> **Okuma parçası**:
%%
ORUÇ VE HİKMETLERİ
YAZAR : Sami GÖKSÜN
Cenâb-ı Hak, Hakîm’dir, yüce hikmet sahibidir. Dolayısıyla, O’nun bütün emir ve yasaklarında bin bir sır ve hikmet gizlidir.
Geçmiş ümmetlere farz kıldığı gibi bizlere de farz kıldığı oruç ibâdetinde de kim bilir, ne sırlar ve hikmetler vardır. Bu sayısız hikmetlerden birkaçını sünnet-i seniyyenin lisanından ve Hak dostlarının, irfan ehli âlimlerin kalemlerinden tespit edebiliyoruz.
Hikmetlere âşinâ olmak, îmânı şevklendirir, itaati kolaylaştırır. Bu sebeple gelin orucun hikmetlerini birlikte okuyalım:
Oruç; insanın irade ve rûhunun güçlenmesine sebep olur. Oruç, kuvvetli bir irade eğitimidir.
Oruç ibâdetini yerine getiren insanlar; daha nâzik ve uyumlu olup, kaba ve bencil davranışlardan uzak dururlar. Bu hâlleriyle mü’minler; zorluklara sabrederek, sıkıntılara göğüs gererek, açlığa-susuzluğa dayanarak, nefse hâkim olma melekesini kazanırlar. Fakirlik ve yoksulluğun ne demek olduğunu daha iyi anlarlar. Bütün bunların yanında orucun; sağlık yönünden, ekonomik, sosyal ve pedagojik bakımdan da çok faydaları vardır. Mü’min bu eğitimi de Peygamber Efendimiz’den ve O’nun hadîs-i şeriflerinden öğrenir.
O şöyle buyurur:
“Oruç bir perdedir, biriniz oruç tutacak olursa kötü söz sarf etmesin, bağırıp çağırmasın. Birisi kendisine yakışıksız bir söz ederse veya kavga edecek olursa; «Ben oruçluyum.» desin ve ona bulaşmasın.” (Buhârî, Savm, 9)
%%
> **Alıştırma yönergesi**: Lütfen oruç yazısından "Oruç ibâdetini yerine" sözlerinin geçtiği yerden başlayıp "(Buhârî, Savm, 9)" sözlerinden sonra biten kısmı olduğu gibi geri verin. Aşağıdaki kayıtların yukarıdaki oruç yazısıyla bir ilgisi yoktur.

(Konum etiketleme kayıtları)
%%
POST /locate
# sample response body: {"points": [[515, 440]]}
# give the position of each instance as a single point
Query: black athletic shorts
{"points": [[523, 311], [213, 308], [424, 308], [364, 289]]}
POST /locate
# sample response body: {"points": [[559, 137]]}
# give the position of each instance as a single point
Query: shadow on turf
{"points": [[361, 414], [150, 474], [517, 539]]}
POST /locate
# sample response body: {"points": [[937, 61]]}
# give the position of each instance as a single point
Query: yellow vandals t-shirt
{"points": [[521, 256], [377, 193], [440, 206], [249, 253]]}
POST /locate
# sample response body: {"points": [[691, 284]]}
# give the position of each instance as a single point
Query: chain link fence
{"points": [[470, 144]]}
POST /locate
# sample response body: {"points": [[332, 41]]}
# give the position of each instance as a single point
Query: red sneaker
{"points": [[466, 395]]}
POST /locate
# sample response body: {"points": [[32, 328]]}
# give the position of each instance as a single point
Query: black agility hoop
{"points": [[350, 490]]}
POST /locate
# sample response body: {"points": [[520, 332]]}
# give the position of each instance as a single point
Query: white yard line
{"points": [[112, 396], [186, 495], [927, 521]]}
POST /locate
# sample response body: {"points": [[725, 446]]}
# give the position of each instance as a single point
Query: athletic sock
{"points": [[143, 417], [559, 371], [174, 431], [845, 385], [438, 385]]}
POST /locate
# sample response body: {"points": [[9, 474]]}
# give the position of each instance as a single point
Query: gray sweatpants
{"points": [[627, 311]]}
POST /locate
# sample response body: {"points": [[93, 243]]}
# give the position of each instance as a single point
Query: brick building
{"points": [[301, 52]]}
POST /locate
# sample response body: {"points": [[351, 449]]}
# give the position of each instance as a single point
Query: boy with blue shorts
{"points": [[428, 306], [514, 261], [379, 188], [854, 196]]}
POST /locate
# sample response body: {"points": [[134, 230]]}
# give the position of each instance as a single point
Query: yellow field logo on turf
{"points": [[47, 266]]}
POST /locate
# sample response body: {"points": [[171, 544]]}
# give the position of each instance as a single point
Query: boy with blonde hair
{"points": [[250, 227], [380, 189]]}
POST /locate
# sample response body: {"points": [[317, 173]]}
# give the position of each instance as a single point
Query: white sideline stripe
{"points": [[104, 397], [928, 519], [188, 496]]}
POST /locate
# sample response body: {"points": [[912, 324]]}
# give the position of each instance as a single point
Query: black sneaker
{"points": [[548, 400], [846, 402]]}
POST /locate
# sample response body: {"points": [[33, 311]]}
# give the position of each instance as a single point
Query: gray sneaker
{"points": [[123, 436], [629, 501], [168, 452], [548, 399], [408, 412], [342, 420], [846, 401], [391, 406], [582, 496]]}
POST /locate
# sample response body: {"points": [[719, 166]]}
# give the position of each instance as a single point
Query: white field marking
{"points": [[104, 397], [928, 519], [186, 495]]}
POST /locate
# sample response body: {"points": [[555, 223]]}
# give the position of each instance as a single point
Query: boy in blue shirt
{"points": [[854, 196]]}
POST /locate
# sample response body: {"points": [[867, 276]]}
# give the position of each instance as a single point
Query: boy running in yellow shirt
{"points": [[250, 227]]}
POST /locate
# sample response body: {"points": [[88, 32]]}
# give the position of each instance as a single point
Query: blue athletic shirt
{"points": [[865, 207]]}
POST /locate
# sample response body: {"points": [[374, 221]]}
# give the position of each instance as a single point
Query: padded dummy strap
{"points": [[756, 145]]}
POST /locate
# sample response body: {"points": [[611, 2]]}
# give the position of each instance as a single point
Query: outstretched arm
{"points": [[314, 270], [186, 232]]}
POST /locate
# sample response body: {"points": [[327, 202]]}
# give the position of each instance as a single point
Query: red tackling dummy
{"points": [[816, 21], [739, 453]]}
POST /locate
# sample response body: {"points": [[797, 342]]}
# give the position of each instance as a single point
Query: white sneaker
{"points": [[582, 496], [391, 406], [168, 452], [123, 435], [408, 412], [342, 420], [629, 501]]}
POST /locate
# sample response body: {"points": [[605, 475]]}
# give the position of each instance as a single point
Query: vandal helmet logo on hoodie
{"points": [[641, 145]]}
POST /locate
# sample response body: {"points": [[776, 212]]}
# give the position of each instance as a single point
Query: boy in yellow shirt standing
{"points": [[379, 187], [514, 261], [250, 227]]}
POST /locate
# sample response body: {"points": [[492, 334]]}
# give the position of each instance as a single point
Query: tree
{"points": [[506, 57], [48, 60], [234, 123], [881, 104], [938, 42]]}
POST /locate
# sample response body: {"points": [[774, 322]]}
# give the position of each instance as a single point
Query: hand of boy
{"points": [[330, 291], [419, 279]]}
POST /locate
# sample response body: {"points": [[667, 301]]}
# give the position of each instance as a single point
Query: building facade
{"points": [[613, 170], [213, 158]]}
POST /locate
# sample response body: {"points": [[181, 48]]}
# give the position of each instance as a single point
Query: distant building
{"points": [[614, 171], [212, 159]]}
%%
> **Cevap**:
Oruç ibâdetini yerine getiren insanlar; daha nâzik ve uyumlu olup, kaba ve bencil davranışlardan uzak dururlar. Bu hâlleriyle mü’minler; zorluklara sabrederek, sıkıntılara göğüs gererek, açlığa-susuzluğa dayanarak, nefse hâkim olma melekesini kazanırlar. Fakirlik ve yoksulluğun ne demek olduğunu daha iyi anlarlar. Bütün bunların yanında orucun; sağlık yönünden, ekonomik, sosyal ve pedagojik bakımdan da çok faydaları vardır. Mü’min bu eğitimi de Peygamber Efendimiz’den ve O’nun hadîs-i şeriflerinden öğrenir.
O şöyle buyurur:
“Oruç bir perdedir, biriniz oruç tutacak olursa kötü söz sarf etmesin, bağırıp çağırmasın. Birisi kendisine yakışıksız bir söz ederse veya kavga edecek olursa; «Ben oruçluyum.» desin ve ona bulaşmasın.” (Buhârî, Savm, 9)